▶ **What you need to do**
A word-for-word copy of the entries is the only acceptable reply.

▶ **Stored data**
⁂

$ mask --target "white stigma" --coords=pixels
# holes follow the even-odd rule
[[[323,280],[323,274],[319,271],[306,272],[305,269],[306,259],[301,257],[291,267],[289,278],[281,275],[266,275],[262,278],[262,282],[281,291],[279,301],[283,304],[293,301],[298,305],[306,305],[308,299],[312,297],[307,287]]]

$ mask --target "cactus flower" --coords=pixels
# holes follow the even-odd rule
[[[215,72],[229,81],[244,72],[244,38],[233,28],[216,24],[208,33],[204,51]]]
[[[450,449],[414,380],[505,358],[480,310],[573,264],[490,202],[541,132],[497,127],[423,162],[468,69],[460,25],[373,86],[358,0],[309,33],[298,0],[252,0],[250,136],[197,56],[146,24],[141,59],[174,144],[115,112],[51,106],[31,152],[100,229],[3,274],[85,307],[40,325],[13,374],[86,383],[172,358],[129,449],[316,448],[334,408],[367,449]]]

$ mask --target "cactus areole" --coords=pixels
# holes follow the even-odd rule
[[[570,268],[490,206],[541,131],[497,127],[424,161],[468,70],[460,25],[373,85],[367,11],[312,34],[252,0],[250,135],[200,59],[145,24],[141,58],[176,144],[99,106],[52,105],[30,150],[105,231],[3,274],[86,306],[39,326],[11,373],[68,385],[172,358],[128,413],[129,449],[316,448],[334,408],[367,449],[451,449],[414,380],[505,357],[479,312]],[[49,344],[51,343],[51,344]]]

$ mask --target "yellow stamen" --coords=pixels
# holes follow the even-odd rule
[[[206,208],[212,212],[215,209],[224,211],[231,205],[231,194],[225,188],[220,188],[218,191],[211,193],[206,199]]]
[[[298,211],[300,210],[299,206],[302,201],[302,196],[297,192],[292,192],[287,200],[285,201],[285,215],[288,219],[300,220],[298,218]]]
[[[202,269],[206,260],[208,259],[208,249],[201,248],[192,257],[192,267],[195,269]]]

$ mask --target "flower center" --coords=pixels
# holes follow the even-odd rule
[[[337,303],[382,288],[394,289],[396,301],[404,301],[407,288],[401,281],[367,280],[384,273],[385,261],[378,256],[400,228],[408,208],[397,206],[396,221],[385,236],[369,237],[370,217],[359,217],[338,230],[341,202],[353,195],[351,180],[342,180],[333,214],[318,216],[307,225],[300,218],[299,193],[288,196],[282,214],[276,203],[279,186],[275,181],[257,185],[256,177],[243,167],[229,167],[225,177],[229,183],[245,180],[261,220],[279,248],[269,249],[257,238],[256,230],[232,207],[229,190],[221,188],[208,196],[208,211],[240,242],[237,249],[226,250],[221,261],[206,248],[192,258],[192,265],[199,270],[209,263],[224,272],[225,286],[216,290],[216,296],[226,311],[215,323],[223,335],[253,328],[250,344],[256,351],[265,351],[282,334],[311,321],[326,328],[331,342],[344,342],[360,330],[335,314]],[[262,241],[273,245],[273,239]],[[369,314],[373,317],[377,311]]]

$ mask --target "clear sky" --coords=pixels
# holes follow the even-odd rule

⁂

▶ **The answer**
$ mask --target "white stigma" --coords=pixels
# holes follow the even-odd rule
[[[323,280],[323,274],[319,271],[306,272],[305,269],[306,259],[301,257],[291,267],[289,278],[281,275],[266,275],[262,278],[262,282],[281,291],[279,301],[283,304],[293,301],[298,305],[306,305],[308,299],[312,297],[307,287]]]

$ mask --target "cactus flower" --coords=pixels
# holes follow the even-odd rule
[[[215,72],[229,81],[244,72],[244,38],[233,28],[216,24],[208,33],[204,51]]]
[[[450,449],[414,380],[505,358],[480,310],[573,264],[490,202],[541,132],[497,127],[423,162],[468,69],[460,25],[373,86],[358,0],[309,33],[298,0],[252,0],[250,136],[197,56],[146,24],[141,59],[174,144],[115,112],[51,106],[31,152],[100,229],[3,274],[85,307],[40,325],[13,374],[86,383],[172,358],[129,449],[316,448],[334,408],[367,449]]]

$ mask --target "cactus areole" --coords=pixels
# holes follow the even-odd rule
[[[570,268],[490,206],[541,131],[497,127],[424,161],[468,70],[460,25],[373,85],[367,11],[312,34],[252,0],[250,135],[200,59],[145,24],[141,58],[176,144],[99,106],[52,105],[30,150],[105,231],[3,274],[86,306],[39,326],[11,373],[68,385],[172,358],[128,413],[129,449],[316,448],[334,408],[367,449],[451,449],[414,380],[505,357],[479,312]],[[49,344],[51,343],[51,344]]]

$ mask --target "yellow stamen" --coords=pixels
# holes follow the even-odd rule
[[[206,208],[212,212],[215,209],[224,211],[231,205],[231,194],[225,188],[220,188],[218,191],[211,193],[206,199]]]
[[[298,211],[300,210],[299,206],[302,201],[302,196],[297,192],[292,192],[287,200],[285,201],[285,215],[288,219],[300,220],[298,218]]]
[[[202,269],[206,260],[208,259],[208,249],[201,248],[192,257],[192,267],[195,269]]]

$ mask --target "flower center" --coords=pixels
# holes follow the even-odd rule
[[[337,303],[382,288],[394,289],[396,301],[404,301],[407,288],[401,281],[367,280],[384,273],[385,261],[378,256],[400,228],[408,208],[397,206],[396,221],[385,236],[369,237],[370,217],[359,217],[338,230],[341,202],[353,195],[351,180],[342,180],[333,214],[318,216],[307,225],[300,218],[299,193],[288,196],[282,214],[276,203],[279,186],[275,181],[257,185],[256,177],[243,167],[229,167],[225,177],[229,183],[245,180],[261,220],[279,248],[269,249],[257,238],[256,230],[232,207],[229,190],[221,188],[208,196],[208,211],[240,242],[237,249],[226,250],[221,261],[206,248],[192,258],[192,265],[199,270],[209,263],[224,272],[225,286],[216,290],[216,296],[226,311],[215,323],[223,335],[253,328],[250,344],[256,351],[265,351],[282,334],[311,321],[326,328],[331,342],[344,342],[360,330],[335,314]],[[262,241],[273,245],[273,239]],[[369,314],[373,317],[377,311]]]

$ mask --target "clear sky" --coords=pixels
# holes follow the even-odd rule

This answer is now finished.